[Source data]:
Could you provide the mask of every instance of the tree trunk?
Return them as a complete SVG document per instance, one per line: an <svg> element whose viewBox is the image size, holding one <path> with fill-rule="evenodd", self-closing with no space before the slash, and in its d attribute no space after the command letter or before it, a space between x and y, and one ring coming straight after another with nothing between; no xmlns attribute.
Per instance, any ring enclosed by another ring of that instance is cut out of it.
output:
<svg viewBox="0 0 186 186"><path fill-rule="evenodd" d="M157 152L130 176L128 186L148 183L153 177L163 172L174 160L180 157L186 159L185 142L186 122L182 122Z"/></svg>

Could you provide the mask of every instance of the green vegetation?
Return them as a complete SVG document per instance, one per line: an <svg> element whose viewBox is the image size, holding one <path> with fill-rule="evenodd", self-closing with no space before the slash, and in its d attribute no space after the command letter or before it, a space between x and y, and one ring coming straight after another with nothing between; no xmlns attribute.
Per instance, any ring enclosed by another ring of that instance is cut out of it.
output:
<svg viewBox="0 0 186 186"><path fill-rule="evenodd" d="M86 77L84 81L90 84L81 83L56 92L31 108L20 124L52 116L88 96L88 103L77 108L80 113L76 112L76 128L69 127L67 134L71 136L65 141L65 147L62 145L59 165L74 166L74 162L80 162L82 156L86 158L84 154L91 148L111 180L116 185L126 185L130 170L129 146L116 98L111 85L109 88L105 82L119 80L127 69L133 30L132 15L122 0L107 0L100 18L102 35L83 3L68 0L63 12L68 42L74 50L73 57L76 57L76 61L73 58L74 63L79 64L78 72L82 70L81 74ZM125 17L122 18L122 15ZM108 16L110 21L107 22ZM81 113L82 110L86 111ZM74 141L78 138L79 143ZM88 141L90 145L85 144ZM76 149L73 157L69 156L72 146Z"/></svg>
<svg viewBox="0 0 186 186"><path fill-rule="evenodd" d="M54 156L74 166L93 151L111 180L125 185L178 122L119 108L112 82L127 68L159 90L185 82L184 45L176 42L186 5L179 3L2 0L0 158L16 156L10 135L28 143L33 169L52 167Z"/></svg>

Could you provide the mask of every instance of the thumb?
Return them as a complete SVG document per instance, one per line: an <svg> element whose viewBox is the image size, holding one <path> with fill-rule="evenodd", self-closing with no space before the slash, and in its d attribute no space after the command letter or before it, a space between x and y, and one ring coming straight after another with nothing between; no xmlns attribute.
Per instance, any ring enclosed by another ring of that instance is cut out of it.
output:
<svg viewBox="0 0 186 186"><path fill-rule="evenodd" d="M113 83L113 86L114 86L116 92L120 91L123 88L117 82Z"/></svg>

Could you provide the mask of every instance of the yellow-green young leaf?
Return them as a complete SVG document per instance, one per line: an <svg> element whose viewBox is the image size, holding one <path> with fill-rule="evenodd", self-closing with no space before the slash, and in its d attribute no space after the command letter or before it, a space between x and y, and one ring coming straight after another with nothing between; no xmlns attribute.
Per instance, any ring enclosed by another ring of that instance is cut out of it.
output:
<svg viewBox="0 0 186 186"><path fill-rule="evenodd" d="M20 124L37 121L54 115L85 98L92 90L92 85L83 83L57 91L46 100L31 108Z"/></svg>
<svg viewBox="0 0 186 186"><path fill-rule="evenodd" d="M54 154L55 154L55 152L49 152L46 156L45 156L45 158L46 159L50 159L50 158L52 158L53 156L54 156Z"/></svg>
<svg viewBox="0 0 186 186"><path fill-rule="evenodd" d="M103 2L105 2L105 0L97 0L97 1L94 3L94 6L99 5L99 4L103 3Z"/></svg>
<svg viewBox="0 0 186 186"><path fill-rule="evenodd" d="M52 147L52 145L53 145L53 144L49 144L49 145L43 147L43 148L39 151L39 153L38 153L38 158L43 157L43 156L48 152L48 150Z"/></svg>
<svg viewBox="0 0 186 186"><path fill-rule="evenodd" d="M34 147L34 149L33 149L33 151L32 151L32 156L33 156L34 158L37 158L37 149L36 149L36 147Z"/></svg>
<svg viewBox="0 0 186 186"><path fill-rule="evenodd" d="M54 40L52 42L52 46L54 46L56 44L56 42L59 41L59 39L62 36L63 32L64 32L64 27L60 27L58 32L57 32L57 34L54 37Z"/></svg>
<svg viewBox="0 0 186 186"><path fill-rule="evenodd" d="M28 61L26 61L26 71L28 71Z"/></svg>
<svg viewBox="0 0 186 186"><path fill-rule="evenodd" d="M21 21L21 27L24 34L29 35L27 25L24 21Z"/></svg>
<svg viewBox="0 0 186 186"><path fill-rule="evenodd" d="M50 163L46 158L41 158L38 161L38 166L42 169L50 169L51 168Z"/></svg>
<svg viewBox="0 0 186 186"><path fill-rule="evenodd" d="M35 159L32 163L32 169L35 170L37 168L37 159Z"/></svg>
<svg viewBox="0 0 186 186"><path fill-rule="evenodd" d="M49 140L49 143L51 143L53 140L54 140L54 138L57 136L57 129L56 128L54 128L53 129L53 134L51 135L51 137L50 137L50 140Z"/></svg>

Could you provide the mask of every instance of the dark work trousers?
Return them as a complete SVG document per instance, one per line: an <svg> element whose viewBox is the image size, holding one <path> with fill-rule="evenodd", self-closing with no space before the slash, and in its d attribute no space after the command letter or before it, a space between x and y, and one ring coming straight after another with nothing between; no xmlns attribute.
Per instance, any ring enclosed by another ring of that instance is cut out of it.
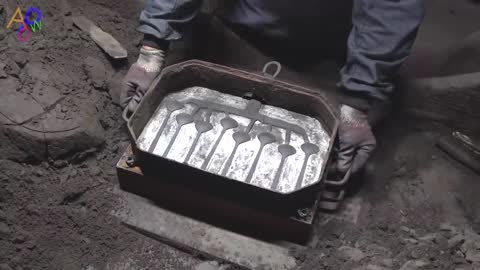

[What is being asked]: The answer should be all lines from the entries above that hold the word "every".

[Response below]:
Could you provide the mask of every instance of the tree trunk?
Could you provide the mask of every instance of the green vegetation?
Could you provide the mask of every instance of the thumb?
Could you provide the mask of every instance of the yellow-green young leaf?
Could you provide the mask of every instance of the dark work trousers?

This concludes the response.